▸ **Stored records**

╭──

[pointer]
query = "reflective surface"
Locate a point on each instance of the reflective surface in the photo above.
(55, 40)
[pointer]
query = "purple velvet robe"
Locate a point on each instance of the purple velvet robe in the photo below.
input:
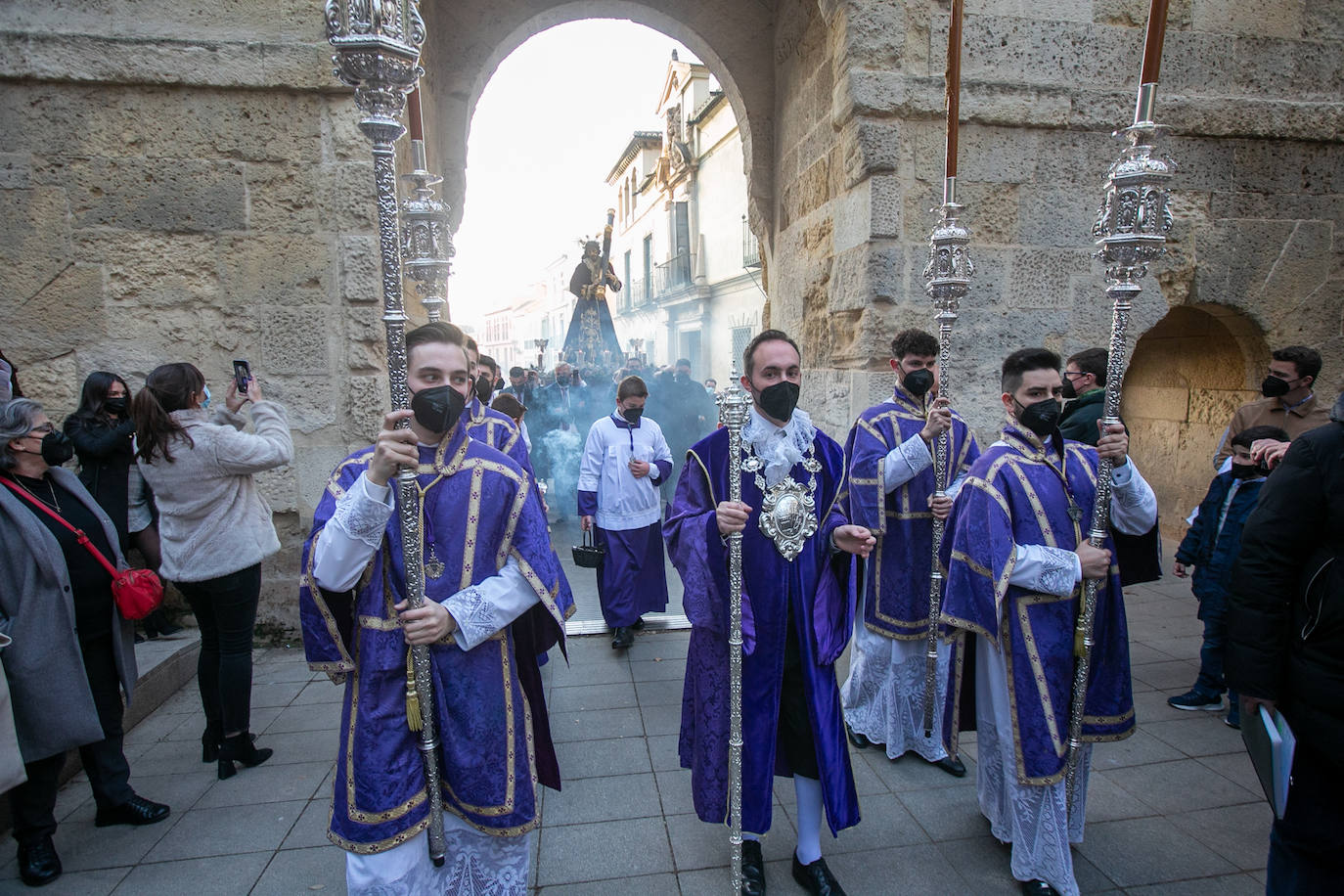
(1016, 493)
(897, 600)
(489, 707)
(499, 431)
(819, 589)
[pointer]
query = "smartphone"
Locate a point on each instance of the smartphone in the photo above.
(243, 377)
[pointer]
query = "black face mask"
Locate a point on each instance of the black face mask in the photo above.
(780, 399)
(918, 381)
(57, 448)
(1039, 417)
(437, 409)
(1275, 387)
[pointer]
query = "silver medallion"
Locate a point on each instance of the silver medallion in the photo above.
(787, 516)
(433, 565)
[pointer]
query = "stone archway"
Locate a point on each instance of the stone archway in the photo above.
(470, 38)
(1188, 374)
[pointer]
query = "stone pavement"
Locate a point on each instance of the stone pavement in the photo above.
(1175, 809)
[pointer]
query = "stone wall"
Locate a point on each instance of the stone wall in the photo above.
(184, 182)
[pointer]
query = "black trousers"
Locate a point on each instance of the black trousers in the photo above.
(226, 611)
(34, 802)
(796, 738)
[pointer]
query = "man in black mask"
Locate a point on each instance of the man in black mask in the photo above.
(1289, 402)
(794, 536)
(1016, 557)
(891, 454)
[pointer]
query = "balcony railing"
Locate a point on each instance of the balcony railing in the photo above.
(750, 246)
(672, 274)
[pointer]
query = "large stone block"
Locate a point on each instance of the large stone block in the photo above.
(261, 270)
(180, 195)
(34, 241)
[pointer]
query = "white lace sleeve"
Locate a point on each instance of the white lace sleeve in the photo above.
(1133, 506)
(905, 463)
(1046, 569)
(351, 536)
(482, 608)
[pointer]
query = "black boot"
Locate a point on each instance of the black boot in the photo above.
(240, 748)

╰──

▸ **Required work**
Please count the lines in the records above that contain the word "medallion" and reply with only that number.

▸ **Exercise answer**
2